- _EXCERTO DO DOCUMENTO_

<<<<

Quando era miúdo, porque
os brinquedos não abundavam, aprendi com os mais velhos uma série de jogos
tradicionais. Um deles era o da “Mamã dá licença”, um jogo que alinhava vários
crianças sobre um risco desenhado no chão, viradas para outra (a Mamã), que se
encontrava na sua frente, a sensivelmente 10 metros de distância, a quem cabia
dar a cada criança o seu modo de progressão. Cada miúdo, quando chegada a sua
vez, perguntava para “mamã” se ela dava licença (Mamã, dá licença?), ao que ela
respondia afirmativamente, depois perguntava-lhe quantos passos ela lhe dava
(quantos passos dou?), que tanto podiam ser “à gigante”(passos largos), “à
cavalinho” (passos saltitantes), “à tesoura” (com as pernas abertas), “à bebé”
(passos muito pequenos) ou “à caranguejo” (passos para trás). Ninguém deveria
executá-los sem primeiro os confirmar (mas dá mesmo?), sob pena de voltar ao
ponto de partida. O jogo terminava e reiniciava-se quando uma das crianças
alcançava a linha da mamã, ocupando a vencedora o seu lugar. É evidente que
ganhava sempre quem a mamã queria, porque a sua vontade era lei, geralmente um
miúdo ou miúda do seu agrado, o que tanto se prestava a amizades e inimizades
como ao despertar de paixões e aversões precoces, muito embora os prejudicados
não se calassem e denunciassem a tramóia, quando vítimas, aprendendo assim a lutar
pelos seus direitos, o que obrigava as “mamãs” ao desenvolvimento do senso de
justiça para além das suas inclinações afectivas, porque se ganhassem sempre os
mesmos, os outros bem depressa abandonariam a brincadeira. O jogo prestava-se
ainda à compreensão da hierarquia e preparava os miúdos para o sociedade e pró
mundo dos adultos.
No adestramento a “mamã” não muda e esse papel cabe ao adestrador,
dependendo dele o avanço ou retrocesso das classes, responsabilidade que não
deverá ser encarada de ânimo leve, porque não se trata de nenhuma brincadeira,
ainda que nalguns casos o gozo e as conveniências pessoais suplantem o
rendimento colectivo escolar, erro pedagógico tremendo que poderá resultar no
desinteresse dos alunos, na sua insurgência, no desrespeito pelos mestres e até
no seu abandono das classes, porque foi violada a condição básica que garante o
progresso e a continuidade dos trabalhos - a inescusável relação de confiança
entre alunos e treinador. Contribui de sobremaneira para essa quebra de
confiança a ausência de metas e objectivos claros que advêm da inexistência ou
desrespeito pelo plano de aula, o que tem como consequência a precariedade dos
objectivos por ausência de princípios, por via de rotinas impróprias. Para não
se teorizar em demasia, vamos a um exemplo concreto. Determinado treinador, que
prepara cães para o Agility, nos mesmos dias e antes de treinar os inevitáveis
percursos de obstáculos, tem por hábito convidar às suas equipas para aulas de
obediência, o que inevitavelmente implicará na perca de velocidade dos cães e
na sua quebra de autonomia, por força da sujeição operada pelo travamento,
literalmente “quatro passos à caranguejo” (para trás). Sem que ele dê por isso,
os condutores desportivos mais esclarecidos, a pretexto das mais esfarrapadas
desculpas, “baldam-se” justificadamente à obediência e só aparecem na hora da
montagem dos percursos dos obstáculos.

>>>>

Prolongue o texto sobre o jogo da “Mamã dá licença” e o adestramento de cães, começando logo a seguir à última frase.

Registos de uma coleção
<<<<

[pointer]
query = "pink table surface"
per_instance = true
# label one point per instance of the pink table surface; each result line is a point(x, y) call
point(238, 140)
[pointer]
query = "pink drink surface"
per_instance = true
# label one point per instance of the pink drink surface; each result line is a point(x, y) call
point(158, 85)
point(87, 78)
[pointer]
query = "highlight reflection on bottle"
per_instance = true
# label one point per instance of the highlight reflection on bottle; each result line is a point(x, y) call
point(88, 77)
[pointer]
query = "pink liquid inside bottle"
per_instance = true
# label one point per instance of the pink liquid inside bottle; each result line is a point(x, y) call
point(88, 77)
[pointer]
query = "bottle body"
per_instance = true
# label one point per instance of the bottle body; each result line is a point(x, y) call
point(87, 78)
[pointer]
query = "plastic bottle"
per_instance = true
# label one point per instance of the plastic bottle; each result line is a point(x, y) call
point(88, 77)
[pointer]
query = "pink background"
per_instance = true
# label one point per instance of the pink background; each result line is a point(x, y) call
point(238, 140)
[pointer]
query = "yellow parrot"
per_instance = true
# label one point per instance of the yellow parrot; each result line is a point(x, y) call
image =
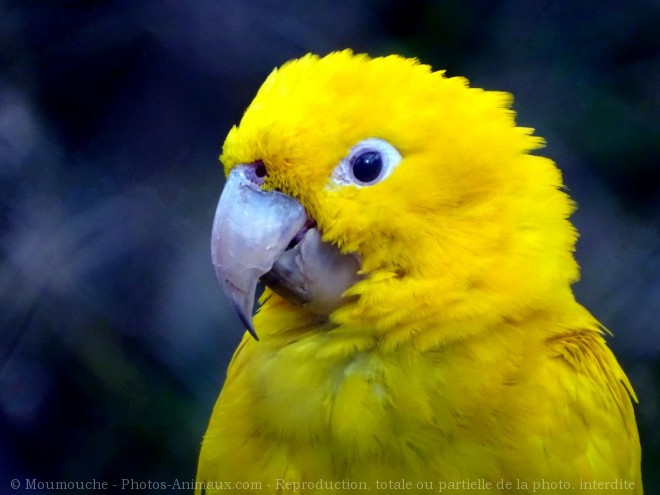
point(418, 331)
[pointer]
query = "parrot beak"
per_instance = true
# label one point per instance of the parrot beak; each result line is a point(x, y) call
point(251, 229)
point(268, 235)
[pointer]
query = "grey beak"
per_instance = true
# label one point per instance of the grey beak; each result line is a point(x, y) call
point(251, 229)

>>>>

- _RESPOSTA ESCRITA_
É provável que o nosso homem seja condicionado por ausência de horários
e mais dependa dos condutores não-desportivos para o seu quotidiano, já que os
outros a breve trecho, para além de deixarem de pagar mensalidades, irão
exigir-lhe outras contrapartidas para representarem a sua escola, que uma vez
não satisfeitas, farão com que se vão embora, tornando-se proventos em saco
roto. Até percebemos porque age assim, numa política de “juntar o útil ao
agradável”, congregando ao mesmo tempo uns e outros, já que os condutores de
agility, ao estarem mais adiantados, irão servir de estímulo e exemplo para aqueles
menos motivados, mais atrasados ou com maiores dificuldades. Contudo, não é
justo nem pedagógico prejudicar uns para beneficiar os outros! Há nisto tudo
ausência de regra, um atabalhoamento que a ninguém serve e que pode deitar
todos a perder.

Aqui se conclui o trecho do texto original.